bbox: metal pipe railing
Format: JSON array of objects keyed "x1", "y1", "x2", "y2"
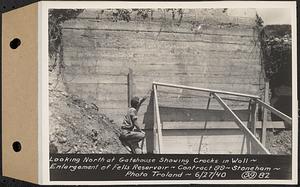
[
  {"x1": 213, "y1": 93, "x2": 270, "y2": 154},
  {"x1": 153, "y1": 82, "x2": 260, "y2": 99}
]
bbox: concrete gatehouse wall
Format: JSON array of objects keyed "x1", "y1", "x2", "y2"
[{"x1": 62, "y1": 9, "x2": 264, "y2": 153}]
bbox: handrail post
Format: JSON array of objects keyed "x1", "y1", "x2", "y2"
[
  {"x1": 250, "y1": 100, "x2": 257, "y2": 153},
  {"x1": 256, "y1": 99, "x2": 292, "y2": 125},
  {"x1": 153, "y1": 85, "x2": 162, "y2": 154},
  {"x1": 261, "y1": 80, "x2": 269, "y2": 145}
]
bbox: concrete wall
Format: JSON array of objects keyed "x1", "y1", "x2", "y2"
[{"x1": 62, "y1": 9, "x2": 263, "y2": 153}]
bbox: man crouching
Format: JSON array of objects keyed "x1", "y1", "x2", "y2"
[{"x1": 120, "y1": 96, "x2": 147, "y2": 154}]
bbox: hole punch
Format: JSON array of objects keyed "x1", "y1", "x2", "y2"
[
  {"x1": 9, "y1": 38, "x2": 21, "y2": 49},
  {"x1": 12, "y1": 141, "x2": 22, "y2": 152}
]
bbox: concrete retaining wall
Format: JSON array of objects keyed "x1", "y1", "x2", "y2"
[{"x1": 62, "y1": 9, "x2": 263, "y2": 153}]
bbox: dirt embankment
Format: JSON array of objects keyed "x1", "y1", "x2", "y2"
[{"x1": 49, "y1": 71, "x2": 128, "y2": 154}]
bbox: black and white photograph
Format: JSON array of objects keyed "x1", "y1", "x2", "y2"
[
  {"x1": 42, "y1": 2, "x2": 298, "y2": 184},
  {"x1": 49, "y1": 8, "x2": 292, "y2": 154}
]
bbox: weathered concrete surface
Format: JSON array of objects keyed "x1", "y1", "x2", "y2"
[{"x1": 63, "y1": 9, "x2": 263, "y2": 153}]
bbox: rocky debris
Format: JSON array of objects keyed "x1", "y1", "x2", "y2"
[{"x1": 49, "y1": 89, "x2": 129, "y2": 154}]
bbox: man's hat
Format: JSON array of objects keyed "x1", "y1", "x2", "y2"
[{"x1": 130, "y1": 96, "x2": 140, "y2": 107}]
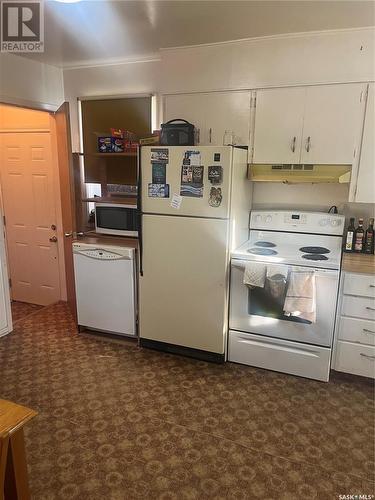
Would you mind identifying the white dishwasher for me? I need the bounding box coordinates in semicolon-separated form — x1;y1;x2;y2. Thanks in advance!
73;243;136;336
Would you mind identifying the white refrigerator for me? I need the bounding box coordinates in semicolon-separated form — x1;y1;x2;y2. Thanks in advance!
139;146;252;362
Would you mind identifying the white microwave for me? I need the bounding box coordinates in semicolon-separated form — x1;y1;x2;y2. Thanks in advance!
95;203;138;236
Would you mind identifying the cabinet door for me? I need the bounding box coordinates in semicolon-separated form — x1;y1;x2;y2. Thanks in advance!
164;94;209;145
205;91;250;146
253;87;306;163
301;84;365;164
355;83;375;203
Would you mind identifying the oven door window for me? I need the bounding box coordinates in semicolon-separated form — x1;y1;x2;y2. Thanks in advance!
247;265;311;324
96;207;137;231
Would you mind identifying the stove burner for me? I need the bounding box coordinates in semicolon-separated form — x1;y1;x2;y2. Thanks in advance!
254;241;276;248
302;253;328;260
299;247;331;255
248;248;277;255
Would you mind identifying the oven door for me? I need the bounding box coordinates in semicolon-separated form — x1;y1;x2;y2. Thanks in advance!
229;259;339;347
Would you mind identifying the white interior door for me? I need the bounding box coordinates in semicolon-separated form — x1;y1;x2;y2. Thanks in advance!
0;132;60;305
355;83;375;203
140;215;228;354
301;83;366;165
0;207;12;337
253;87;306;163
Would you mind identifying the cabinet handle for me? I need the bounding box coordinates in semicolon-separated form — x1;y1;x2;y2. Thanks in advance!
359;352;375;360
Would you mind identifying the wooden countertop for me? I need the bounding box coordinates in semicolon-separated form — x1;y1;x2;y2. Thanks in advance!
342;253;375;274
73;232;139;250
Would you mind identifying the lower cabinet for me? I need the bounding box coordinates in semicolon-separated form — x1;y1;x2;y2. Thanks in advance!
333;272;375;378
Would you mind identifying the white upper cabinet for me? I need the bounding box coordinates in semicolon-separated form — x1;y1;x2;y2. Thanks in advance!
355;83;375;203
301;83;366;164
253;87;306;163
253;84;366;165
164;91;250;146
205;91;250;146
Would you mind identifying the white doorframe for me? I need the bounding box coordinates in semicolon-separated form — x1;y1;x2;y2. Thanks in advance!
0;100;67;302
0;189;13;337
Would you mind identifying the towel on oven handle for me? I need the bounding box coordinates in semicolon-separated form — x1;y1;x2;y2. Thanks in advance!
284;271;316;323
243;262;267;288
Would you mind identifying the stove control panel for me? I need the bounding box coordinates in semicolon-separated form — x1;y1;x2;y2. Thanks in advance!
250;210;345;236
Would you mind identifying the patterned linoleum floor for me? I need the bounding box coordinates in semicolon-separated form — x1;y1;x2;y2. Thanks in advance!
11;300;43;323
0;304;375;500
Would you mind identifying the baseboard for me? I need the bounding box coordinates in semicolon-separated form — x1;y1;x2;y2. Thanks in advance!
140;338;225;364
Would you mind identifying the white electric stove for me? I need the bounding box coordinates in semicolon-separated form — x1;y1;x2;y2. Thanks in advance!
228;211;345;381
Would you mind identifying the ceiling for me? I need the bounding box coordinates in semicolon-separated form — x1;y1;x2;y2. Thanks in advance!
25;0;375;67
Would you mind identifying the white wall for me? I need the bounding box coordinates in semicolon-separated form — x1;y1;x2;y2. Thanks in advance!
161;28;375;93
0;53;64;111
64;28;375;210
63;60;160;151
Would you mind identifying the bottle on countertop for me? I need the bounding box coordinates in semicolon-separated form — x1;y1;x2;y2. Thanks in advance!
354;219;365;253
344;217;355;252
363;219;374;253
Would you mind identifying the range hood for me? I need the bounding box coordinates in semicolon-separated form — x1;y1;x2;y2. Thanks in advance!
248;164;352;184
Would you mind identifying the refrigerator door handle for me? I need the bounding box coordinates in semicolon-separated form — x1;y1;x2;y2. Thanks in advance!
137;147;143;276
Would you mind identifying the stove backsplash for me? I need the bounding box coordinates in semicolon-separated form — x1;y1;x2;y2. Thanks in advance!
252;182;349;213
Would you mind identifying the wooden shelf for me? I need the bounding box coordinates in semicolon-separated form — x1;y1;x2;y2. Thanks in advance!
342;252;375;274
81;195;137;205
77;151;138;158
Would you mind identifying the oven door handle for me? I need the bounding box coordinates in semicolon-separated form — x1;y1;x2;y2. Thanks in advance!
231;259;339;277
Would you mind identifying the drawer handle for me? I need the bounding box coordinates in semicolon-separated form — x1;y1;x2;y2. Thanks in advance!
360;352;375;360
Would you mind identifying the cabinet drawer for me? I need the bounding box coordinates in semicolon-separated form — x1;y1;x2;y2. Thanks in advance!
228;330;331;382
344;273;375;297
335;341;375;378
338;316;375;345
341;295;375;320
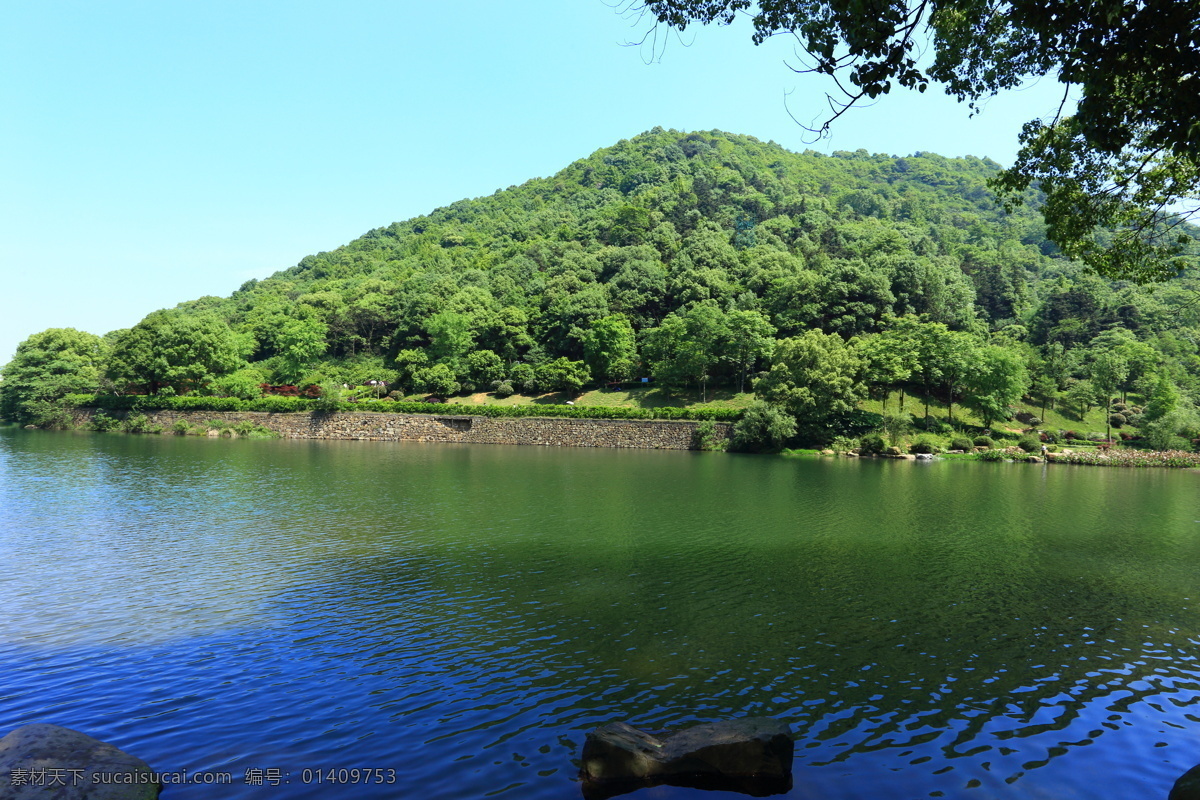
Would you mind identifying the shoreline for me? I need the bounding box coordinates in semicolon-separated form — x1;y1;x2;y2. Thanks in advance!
________________________
Prompt
Rewrite all the rows above as a numbered list with no blank lines, and leave the pictures out.

Response to the exercise
1. bbox: metal pipe railing
2. Format: JSON array of objects keyed "x1", "y1", "x2", "y2"
3. [
4.   {"x1": 213, "y1": 93, "x2": 270, "y2": 154},
5.   {"x1": 153, "y1": 82, "x2": 260, "y2": 99}
6. ]
7. bbox: concrete gatehouse wall
8. Format: JSON array of objects keyed "x1", "y1", "x2", "y2"
9. [{"x1": 62, "y1": 9, "x2": 264, "y2": 153}]
10. bbox: handrail post
11. Format: JSON array of objects keyed "x1", "y1", "x2", "y2"
12. [
13.   {"x1": 250, "y1": 100, "x2": 257, "y2": 153},
14.   {"x1": 256, "y1": 99, "x2": 292, "y2": 125},
15.   {"x1": 153, "y1": 85, "x2": 162, "y2": 154},
16.   {"x1": 261, "y1": 80, "x2": 269, "y2": 145}
17. ]
18. bbox: concrete wall
19. Format: JSON array of objects keyed "x1", "y1", "x2", "y2"
20. [{"x1": 62, "y1": 9, "x2": 263, "y2": 153}]
21. bbox: man crouching
22. Format: JSON array of objects keyed "x1", "y1", "x2", "y2"
23. [{"x1": 120, "y1": 96, "x2": 147, "y2": 154}]
24. bbox: hole punch
25. Format: JSON array of objects keyed "x1", "y1", "x2", "y2"
26. [
27.   {"x1": 9, "y1": 38, "x2": 21, "y2": 49},
28.   {"x1": 12, "y1": 141, "x2": 22, "y2": 152}
29. ]
30. bbox: concrete retaining wall
31. Format: JSON array of objects keyed "x1", "y1", "x2", "y2"
32. [{"x1": 62, "y1": 9, "x2": 263, "y2": 153}]
33. bbox: dirt embankment
34. Format: JSON array of objects keyed "x1", "y1", "x2", "y2"
35. [{"x1": 49, "y1": 71, "x2": 128, "y2": 154}]
36. bbox: black and white photograph
37. Format: JSON array of objects keyed "x1", "y1", "x2", "y2"
38. [
39.   {"x1": 42, "y1": 2, "x2": 298, "y2": 184},
40.   {"x1": 49, "y1": 8, "x2": 292, "y2": 154}
41. ]
42. bbox: weathered concrete surface
43. Format: JSON array of objects keyed "x1", "y1", "x2", "y2"
44. [{"x1": 63, "y1": 9, "x2": 263, "y2": 153}]
45. bbox: rocky debris
46. Format: JSON array of objects keyed "x1", "y1", "x2", "y2"
47. [{"x1": 49, "y1": 89, "x2": 129, "y2": 154}]
48. bbox: man's hat
49. Format: JSON array of objects keyed "x1", "y1", "x2", "y2"
50. [{"x1": 130, "y1": 96, "x2": 140, "y2": 107}]
51. Would you mind identifying the white dishwasher for me? I need the bounding box coordinates in semicolon-separated form — x1;y1;x2;y2. Thanks in advance!
52. 73;243;136;336
53. Would you mind identifying the white refrigerator for me? I need the bounding box coordinates in semicolon-separated form — x1;y1;x2;y2. Thanks in advance!
54. 139;146;252;362
55. Would you mind identifying the white microwave for me? I need the bounding box coordinates in semicolon-separated form — x1;y1;x2;y2. Thanks in advance!
56. 95;203;138;236
57. Would you mind identifying the cabinet door for me? I need the bounding box coordinates in semicolon-separated form — x1;y1;x2;y2. Thanks in advance!
58. 164;94;209;145
59. 205;91;250;146
60. 253;87;306;163
61. 301;84;365;164
62. 355;83;375;203
63. Would you mind identifying the oven door window for me? I need the bounding box coordinates in semicolon-separated form — x1;y1;x2;y2. Thanks in advance!
64. 247;265;311;324
65. 96;207;137;231
66. Would you mind identifying the stove burner for me? I need the bounding box coordinates in semicolon-separated form — x1;y1;x2;y2. Thanks in advance!
67. 254;241;276;248
68. 302;253;328;260
69. 299;247;331;255
70. 248;248;277;255
71. Would you mind identifying the oven door for me? I need the bounding box coordinates in semicolon-separated form — x1;y1;x2;y2. Thanks in advance!
72. 229;259;339;347
73. Would you mind identifying the white interior door for me? I need the bounding box coordinates in semicolon-separated form — x1;y1;x2;y2. Thanks in advance!
74. 0;132;60;305
75. 355;83;375;203
76. 140;215;228;354
77. 301;83;366;165
78. 0;207;12;337
79. 253;87;306;163
80. Would you mind identifying the cabinet handle for me? I need the bounding box coordinates in semicolon-separated form — x1;y1;x2;y2. Thanks in advance!
81. 359;352;375;360
82. Would you mind identifying the wooden countertop for me? I need the bounding box coordinates in semicolon-separated form — x1;y1;x2;y2. Thanks in advance!
83. 342;253;375;274
84. 73;232;139;250
85. Would you mind identifying the lower cabinet for me? I need the bounding box coordinates in semicolon-separated form — x1;y1;x2;y2. Thanks in advance!
86. 333;272;375;378
87. Would you mind identifying the white upper cabinet for me? I need the bounding box coordinates in semicolon-separated form — x1;y1;x2;y2. Thanks in advance!
88. 355;83;375;203
89. 301;83;366;164
90. 253;87;306;163
91. 253;84;366;165
92. 164;91;250;146
93. 205;91;250;146
94. Would you mind identifying the white doorframe for me? I need the bounding box coordinates in semicolon-separated form — x1;y1;x2;y2. Thanks in advance!
95. 0;100;67;302
96. 0;189;13;337
97. Would you mind identifying the towel on oven handle for me? I need the bounding box coordinates in semicolon-separated form — x1;y1;x2;y2. Thanks in advance!
98. 284;271;316;323
99. 243;262;267;288
100. Would you mind identifying the stove control panel for me? I need the bounding box coordinates in semicolon-separated form — x1;y1;x2;y2. Thanks in advance!
101. 250;210;345;236
102. Would you mind identifying the patterned linoleum floor for me? I need the bounding box coordinates in semicolon-separated form — x1;y1;x2;y2. Thanks in advance!
103. 11;300;43;323
104. 0;304;375;500
105. Would you mind identifying the baseboard for me? I need the bounding box coordinates in semicolon-separated form — x1;y1;x2;y2. Thanks in advance!
106. 140;338;225;364
107. Would you mind identifying the white electric stove for me? I need the bounding box coordinates in semicolon-separated form — x1;y1;x2;y2. Thanks in advance!
108. 228;211;345;381
109. Would you mind identifying the ceiling for me? I need the bounding box coordinates in semicolon-separated form — x1;y1;x2;y2. Thanks in advance!
110. 25;0;375;67
111. Would you mind identifying the white wall for me? I need the bounding box coordinates in semicolon-separated form — x1;y1;x2;y2. Thanks in advance!
112. 161;28;375;93
113. 0;53;64;111
114. 64;28;375;210
115. 63;60;160;151
116. Would you mind identifying the bottle on countertop for me? I need the bounding box coordinates in semicolon-separated form — x1;y1;x2;y2. Thanks in advance!
117. 354;219;365;253
118. 344;217;355;252
119. 363;219;374;253
120. Would you mind identifying the range hood for me? I need the bounding box coordinates in semicolon-separated form — x1;y1;x2;y2. Thanks in advance!
121. 248;164;352;184
122. Would you mind identifying the refrigerator door handle for me? I need the bounding box coordinates in semicolon-separated form — x1;y1;x2;y2. Thanks in advance!
123. 137;147;143;276
124. Would you mind identifying the stove backsplash for me? I need the bounding box coordinates in semicolon-separated form — x1;y1;x2;y2. Thanks in advance!
125. 252;182;349;213
126. Would you mind identifying the wooden shelf for me? I need the bounding box coordinates in semicolon-separated form — x1;y1;x2;y2. Thanks in advance!
127. 342;252;375;274
128. 81;195;137;205
129. 77;151;138;158
130. Would you mind identifying the oven door handle for me? I need the bounding box coordinates in semicolon-separated form — x1;y1;x2;y2. Thanks in advance!
131. 231;259;339;277
132. Would you mind identifying the drawer handle for me? I need the bounding box coordinates in semicolon-separated form — x1;y1;x2;y2. Thanks in advance!
133. 360;352;375;360
134. Would you mind identifying the cabinet drawer for me? I need the bounding box coordinates in semicolon-separated form — x1;y1;x2;y2. Thanks in advance!
135. 228;330;331;382
136. 344;273;375;297
137. 335;341;375;378
138. 338;316;375;345
139. 341;295;375;320
140. Would you mind identifying the shoreline for me? I need the bounding box coordinates in semicolon-separated form — x1;y1;x2;y2. Thanks in advance!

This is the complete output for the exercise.